# Who has stock of IPV4s and or Plume Veil



## phlux22 (17/9/15)

Looking to get an IPV4 /s with the Plume Veil, or Volocity, but cant seem to find any local places with stock.


----------



## Alex (18/9/15)

phlux22 said:


> Looking to get an IPV4 /s with the Plume Veil, or Volocity, but cant seem to find any local places with stock.



Off topic comment from me, just wanted to say I like the username.

Reactions: Funny 1


----------



## phlux22 (18/9/15)

Lol, thanks


----------



## Sir Vape (18/9/15)

Hey @phlux22 

We have stock of the IPV4S in black. http://www.sirvape.co.za/collections/vw-mods

We have some Velocity V2 coming in later today. These are designed by Kindbright and look rather interesting 

Hugo

Reactions: Like 1 | Thanks 1


----------



## phlux22 (18/9/15)

Thanks, will be ordering towards the end of the month. Rough idea of the price for the Velocity V2?

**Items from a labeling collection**
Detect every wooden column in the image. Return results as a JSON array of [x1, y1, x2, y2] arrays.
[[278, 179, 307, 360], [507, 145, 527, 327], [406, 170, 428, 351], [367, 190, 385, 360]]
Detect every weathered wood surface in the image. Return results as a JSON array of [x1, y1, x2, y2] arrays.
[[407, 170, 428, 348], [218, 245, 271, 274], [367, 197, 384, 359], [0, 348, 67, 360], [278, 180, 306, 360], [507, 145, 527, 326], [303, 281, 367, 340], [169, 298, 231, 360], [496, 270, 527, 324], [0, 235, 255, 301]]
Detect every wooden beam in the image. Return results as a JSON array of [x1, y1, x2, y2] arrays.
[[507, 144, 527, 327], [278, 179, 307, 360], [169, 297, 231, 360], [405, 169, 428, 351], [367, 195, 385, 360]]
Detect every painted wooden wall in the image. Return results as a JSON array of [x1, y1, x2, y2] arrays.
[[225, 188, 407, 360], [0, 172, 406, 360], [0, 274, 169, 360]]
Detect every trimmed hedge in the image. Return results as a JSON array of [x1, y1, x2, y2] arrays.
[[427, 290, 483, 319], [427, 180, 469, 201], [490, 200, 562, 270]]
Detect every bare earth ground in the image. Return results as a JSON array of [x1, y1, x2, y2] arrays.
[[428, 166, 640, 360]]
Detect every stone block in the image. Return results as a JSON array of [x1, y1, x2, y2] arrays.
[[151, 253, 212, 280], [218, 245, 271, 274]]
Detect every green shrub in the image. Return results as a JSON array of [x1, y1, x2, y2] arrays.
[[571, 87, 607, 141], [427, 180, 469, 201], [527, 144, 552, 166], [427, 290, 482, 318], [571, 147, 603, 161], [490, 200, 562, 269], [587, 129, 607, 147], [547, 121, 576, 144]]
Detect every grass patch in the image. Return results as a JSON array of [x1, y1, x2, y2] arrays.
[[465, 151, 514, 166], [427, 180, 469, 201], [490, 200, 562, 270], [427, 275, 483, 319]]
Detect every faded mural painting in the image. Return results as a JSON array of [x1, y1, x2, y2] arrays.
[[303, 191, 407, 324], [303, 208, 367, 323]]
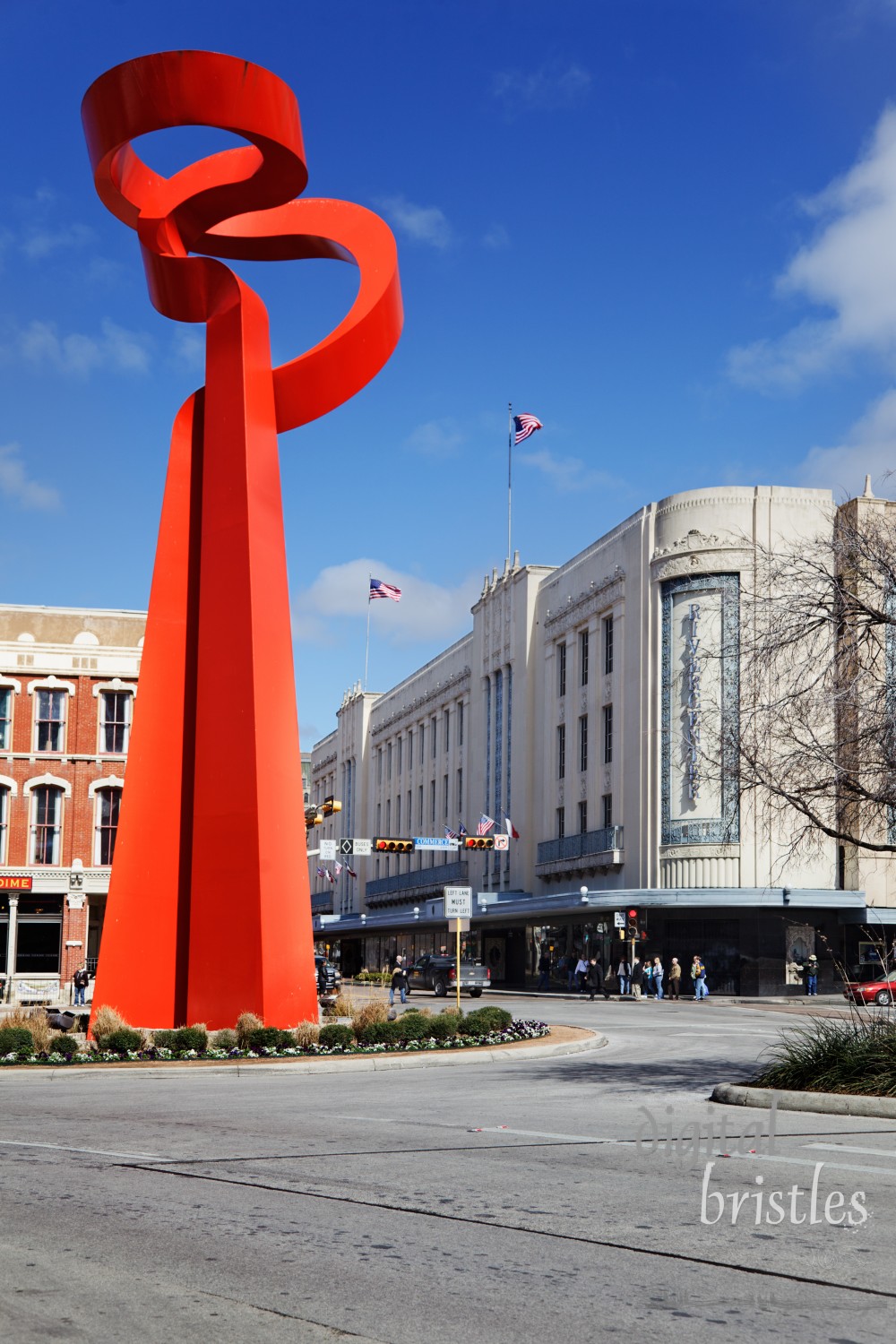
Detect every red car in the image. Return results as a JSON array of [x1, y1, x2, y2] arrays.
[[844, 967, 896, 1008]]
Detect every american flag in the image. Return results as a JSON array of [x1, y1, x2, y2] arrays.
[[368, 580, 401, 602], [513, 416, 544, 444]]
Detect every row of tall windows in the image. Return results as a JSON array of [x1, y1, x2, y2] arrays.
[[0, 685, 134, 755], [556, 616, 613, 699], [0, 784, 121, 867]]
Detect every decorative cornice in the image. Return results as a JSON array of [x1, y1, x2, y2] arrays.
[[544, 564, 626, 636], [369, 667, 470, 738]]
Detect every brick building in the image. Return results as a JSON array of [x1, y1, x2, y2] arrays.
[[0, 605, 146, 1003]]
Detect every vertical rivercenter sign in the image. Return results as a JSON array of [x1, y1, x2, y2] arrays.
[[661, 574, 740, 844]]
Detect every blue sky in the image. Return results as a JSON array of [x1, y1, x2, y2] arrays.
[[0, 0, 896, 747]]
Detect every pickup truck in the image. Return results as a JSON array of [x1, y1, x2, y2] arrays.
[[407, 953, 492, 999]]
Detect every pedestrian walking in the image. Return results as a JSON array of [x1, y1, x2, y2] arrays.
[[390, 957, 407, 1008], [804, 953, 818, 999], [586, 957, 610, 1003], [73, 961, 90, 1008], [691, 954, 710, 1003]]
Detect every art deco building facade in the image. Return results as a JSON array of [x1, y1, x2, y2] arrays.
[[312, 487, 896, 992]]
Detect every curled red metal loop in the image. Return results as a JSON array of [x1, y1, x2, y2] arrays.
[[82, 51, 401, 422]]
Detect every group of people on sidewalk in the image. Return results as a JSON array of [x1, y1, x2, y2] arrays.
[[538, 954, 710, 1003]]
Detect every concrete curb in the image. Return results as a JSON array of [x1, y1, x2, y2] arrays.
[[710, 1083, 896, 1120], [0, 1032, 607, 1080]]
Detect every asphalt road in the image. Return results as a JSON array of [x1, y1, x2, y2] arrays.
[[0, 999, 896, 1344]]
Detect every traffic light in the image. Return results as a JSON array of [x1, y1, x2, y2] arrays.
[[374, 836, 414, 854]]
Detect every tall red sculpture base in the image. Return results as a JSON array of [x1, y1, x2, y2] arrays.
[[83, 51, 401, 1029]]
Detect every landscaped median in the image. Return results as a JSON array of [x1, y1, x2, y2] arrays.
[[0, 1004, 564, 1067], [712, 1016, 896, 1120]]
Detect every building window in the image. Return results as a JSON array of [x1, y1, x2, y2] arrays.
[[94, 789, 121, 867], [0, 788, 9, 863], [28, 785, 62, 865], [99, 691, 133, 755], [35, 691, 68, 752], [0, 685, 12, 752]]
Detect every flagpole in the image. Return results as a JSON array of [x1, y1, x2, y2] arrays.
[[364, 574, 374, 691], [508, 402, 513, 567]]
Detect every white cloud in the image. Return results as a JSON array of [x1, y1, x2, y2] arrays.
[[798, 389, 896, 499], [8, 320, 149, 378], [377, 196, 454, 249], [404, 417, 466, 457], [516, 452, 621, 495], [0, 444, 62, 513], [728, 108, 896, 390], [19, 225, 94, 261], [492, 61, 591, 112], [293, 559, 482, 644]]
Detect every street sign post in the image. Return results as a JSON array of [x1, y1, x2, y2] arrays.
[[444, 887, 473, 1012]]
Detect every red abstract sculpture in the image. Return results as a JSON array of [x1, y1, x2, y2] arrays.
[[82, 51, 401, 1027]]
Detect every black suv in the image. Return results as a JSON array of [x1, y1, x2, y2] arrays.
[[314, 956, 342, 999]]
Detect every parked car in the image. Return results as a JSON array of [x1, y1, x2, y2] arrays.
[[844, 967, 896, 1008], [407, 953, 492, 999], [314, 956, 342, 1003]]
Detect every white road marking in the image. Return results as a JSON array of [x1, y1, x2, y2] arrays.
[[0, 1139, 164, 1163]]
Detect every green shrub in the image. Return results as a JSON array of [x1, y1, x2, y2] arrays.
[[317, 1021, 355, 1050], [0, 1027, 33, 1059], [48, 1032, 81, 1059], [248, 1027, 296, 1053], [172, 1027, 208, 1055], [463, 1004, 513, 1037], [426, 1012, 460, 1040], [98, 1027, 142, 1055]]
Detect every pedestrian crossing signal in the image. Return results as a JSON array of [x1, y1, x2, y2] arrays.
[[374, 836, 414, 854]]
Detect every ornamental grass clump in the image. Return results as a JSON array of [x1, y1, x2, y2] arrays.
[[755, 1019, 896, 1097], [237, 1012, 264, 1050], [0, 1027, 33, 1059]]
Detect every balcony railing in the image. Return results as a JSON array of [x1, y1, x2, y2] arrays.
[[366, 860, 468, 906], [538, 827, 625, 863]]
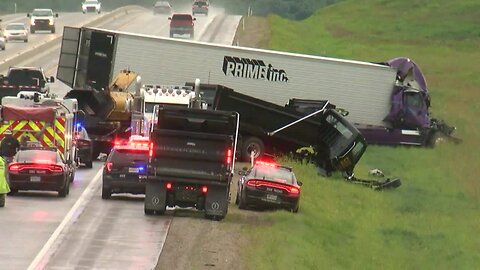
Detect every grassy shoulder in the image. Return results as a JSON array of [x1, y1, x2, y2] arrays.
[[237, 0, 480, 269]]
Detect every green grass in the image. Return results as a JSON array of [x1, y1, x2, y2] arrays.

**Set task A**
Answer these questions using the forum thread about IPV4 stock:
(i) In what color does Sir Vape have the IPV4S in stock?
(ii) According to Sir Vape, who designed the Velocity V2?
(iii) When does phlux22 say the order will be placed?
**Set task B**
Retype everything in the forum thread about IPV4 stock from "## Alex (18/9/15)" down to "like the username.".
**Set task C**
Write what comes next in the forum thread about IPV4 stock, picking up after its final post.
These records were taken from a separate source.

**Right answer A**
(i) Black
(ii) Kindbright
(iii) Towards the end of the month

**Right answer B**
## Alex (18/9/15)

phlux22 said:


> Looking to get an IPV4 /s with the Plume Veil, or Volocity, but cant seem to find any local places with stock.



Off topic comment from me, just wanted to say I like the username.

**Right answer C**
----------



## Sir Vape (18/9/15)

Awesome would be around same price as the V1

Reactions: Thanks 1


----------



## kelly22 (18/9/15)

Im also looking for stock of the plumeveil so plz guys

Sent from my SM-N9005 using Tapatalk

Reactions: Agree 1


----------



## phlux22 (19/9/15)

can only find on fasttech and they are replica's


----------



## method1 (19/9/15)

Vapeshop has the plume veil (infinite clone), at least that's what their site says.


----------



## kelly22 (19/9/15)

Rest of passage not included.